● **Source material**
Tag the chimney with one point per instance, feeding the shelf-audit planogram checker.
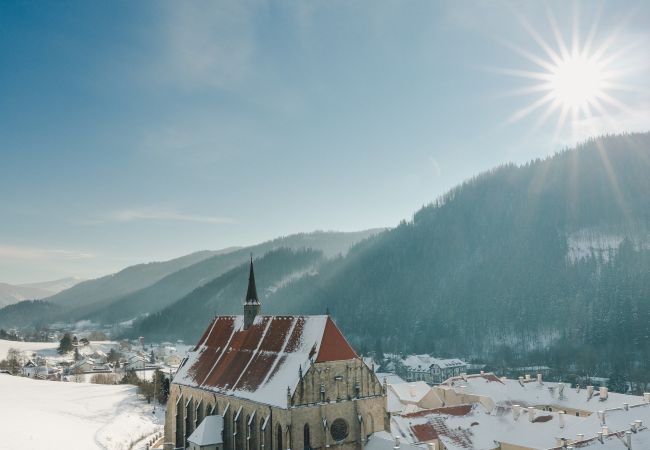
(412, 392)
(603, 393)
(590, 391)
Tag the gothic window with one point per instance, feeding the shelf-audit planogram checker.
(305, 438)
(339, 430)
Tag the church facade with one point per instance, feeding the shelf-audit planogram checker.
(277, 383)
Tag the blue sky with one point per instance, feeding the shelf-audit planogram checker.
(139, 131)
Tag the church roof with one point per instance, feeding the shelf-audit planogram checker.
(260, 362)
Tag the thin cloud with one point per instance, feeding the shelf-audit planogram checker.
(37, 253)
(155, 214)
(206, 45)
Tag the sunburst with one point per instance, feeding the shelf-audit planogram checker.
(572, 82)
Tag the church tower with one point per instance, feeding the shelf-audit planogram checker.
(252, 306)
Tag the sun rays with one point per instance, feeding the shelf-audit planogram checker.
(572, 81)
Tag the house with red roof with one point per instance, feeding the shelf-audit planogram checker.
(277, 382)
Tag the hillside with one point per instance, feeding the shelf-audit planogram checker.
(123, 282)
(186, 318)
(14, 293)
(11, 293)
(548, 261)
(147, 288)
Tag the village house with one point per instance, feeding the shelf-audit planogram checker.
(276, 382)
(432, 370)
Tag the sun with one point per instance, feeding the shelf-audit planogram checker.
(577, 82)
(574, 82)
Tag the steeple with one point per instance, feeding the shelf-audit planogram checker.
(251, 294)
(252, 305)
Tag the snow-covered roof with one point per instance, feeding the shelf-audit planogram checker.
(615, 419)
(410, 392)
(389, 377)
(504, 392)
(424, 362)
(261, 362)
(383, 440)
(209, 432)
(473, 427)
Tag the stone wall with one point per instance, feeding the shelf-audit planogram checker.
(351, 391)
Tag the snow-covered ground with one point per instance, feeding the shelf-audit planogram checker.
(25, 346)
(48, 414)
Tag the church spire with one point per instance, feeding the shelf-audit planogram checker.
(252, 305)
(251, 293)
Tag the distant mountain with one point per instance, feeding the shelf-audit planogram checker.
(127, 280)
(147, 288)
(547, 262)
(55, 286)
(187, 318)
(28, 313)
(14, 293)
(180, 283)
(10, 294)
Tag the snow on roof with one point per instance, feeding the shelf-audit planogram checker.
(532, 393)
(209, 432)
(410, 392)
(614, 441)
(382, 440)
(424, 362)
(261, 362)
(616, 419)
(473, 427)
(391, 378)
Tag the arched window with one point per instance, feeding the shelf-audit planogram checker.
(279, 437)
(306, 438)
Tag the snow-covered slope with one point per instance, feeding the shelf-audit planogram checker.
(55, 286)
(14, 293)
(50, 414)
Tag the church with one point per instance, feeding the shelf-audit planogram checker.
(256, 382)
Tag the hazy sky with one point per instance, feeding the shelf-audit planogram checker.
(139, 131)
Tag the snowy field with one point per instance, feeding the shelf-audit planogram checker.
(25, 347)
(76, 416)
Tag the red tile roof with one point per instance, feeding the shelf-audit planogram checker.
(260, 362)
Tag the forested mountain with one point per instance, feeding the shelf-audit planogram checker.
(549, 260)
(146, 288)
(11, 293)
(125, 281)
(224, 294)
(14, 293)
(180, 283)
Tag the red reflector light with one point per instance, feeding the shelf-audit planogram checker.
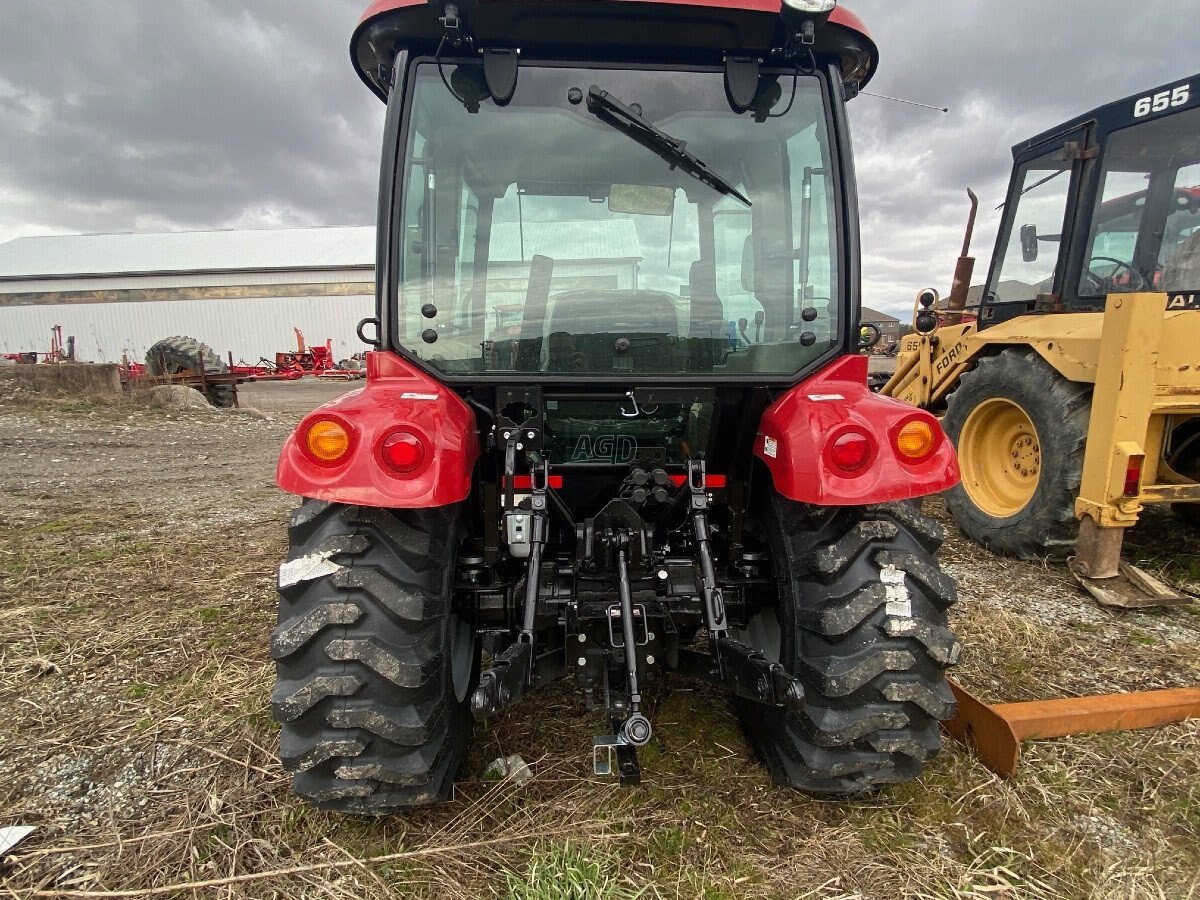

● **Goal**
Leave out all pictures, then copy the remaining material exactly.

● **Result for this exercise**
Tag the chimney with one point per instance, feeding the shelf-audit planogram checker.
(412, 392)
(603, 393)
(590, 391)
Tag the gothic window with one point per instance, feeding the shelf-audit planogram checker.
(305, 438)
(339, 430)
Tag the church facade with one point per instance, feeding the shelf-audit planogram checker.
(277, 383)
Tag the blue sky with one point per instance, feeding the shelf-audit planogram checker.
(139, 131)
Tag the church roof with one point per instance, feeding the shelf-audit planogram checker.
(260, 362)
Tag the thin cloud with one point per instance, feeding the shelf-audit planogram checker.
(37, 253)
(155, 214)
(206, 45)
Tag the sunburst with one point per instance, feeding the shelf-audit planogram checker.
(572, 82)
Tag the church tower with one point per instance, feeding the shelf-audit planogram checker.
(252, 306)
Tag the sun rays with one point per instance, feeding the shelf-audit planogram checker.
(572, 81)
Tag the house with red roof with one point per instance, feeding the shelf-audit planogram checker.
(277, 382)
Tag the hillside with one point per instance, feeding the shelf-audit planogram checker.
(123, 282)
(186, 318)
(14, 293)
(11, 293)
(548, 261)
(147, 288)
Tag the village house with one point per instance, feeding the shelf-audit planogram checker.
(276, 382)
(432, 370)
Tag the sun with one point per instance, feeding the shelf-audit planogram checker.
(577, 82)
(574, 82)
Tag the steeple with one point per instance, feeding the shelf-audit planogram checker.
(251, 294)
(252, 305)
Tag the snow-covered roof with one point per instance, feeding the shelf-audit planogram checker.
(615, 419)
(410, 392)
(389, 377)
(504, 392)
(424, 362)
(261, 362)
(383, 440)
(209, 432)
(473, 427)
Tag the stone wall with one point per instance, feeding the shelf-audit planogram checker.
(351, 391)
Tag the snow-covered ground with one point per instance, feeding the shelf-audit planogram checker.
(25, 346)
(48, 414)
Tag the church spire with one point per instance, feeding the shelf-audit planogram checker.
(252, 305)
(251, 293)
Tag the distant mountain with one point per instance, feeding the shelf-audit planogram checker.
(127, 280)
(147, 288)
(547, 262)
(55, 286)
(187, 318)
(28, 313)
(14, 293)
(180, 283)
(10, 294)
Tag the snow on roof with one point per instance, feeding the shelf-audit planogram checker.
(532, 393)
(209, 432)
(410, 392)
(614, 441)
(382, 440)
(424, 362)
(261, 362)
(616, 419)
(473, 427)
(391, 378)
Tag the arched window with one point per instance, feeding the shelf-audit planogram checker.
(279, 437)
(306, 438)
Tag the snow-covered slope with one point per instance, feeding the shelf-audit planogram checker.
(55, 286)
(14, 293)
(50, 414)
Tag the church with one point per instance, feeding the shelf-audit planogram checker.
(256, 382)
Tag the hazy sky with one point per instance, feeding the shelf-audit planogram checker.
(139, 131)
Tag the snowy field with one point per instance, feeding the shelf-audit planogram checker.
(25, 347)
(76, 416)
Tag the red tile roof with one point per instance, feeding the shelf-audit planogram checker.
(260, 362)
Tag the forested mountain with one point per instance, feeding the shelf-audit planogram checker.
(549, 260)
(146, 288)
(11, 293)
(125, 281)
(224, 294)
(14, 293)
(180, 283)
Tag the red reflector light with one point per instance, feeding the shelf-audit planogram checker.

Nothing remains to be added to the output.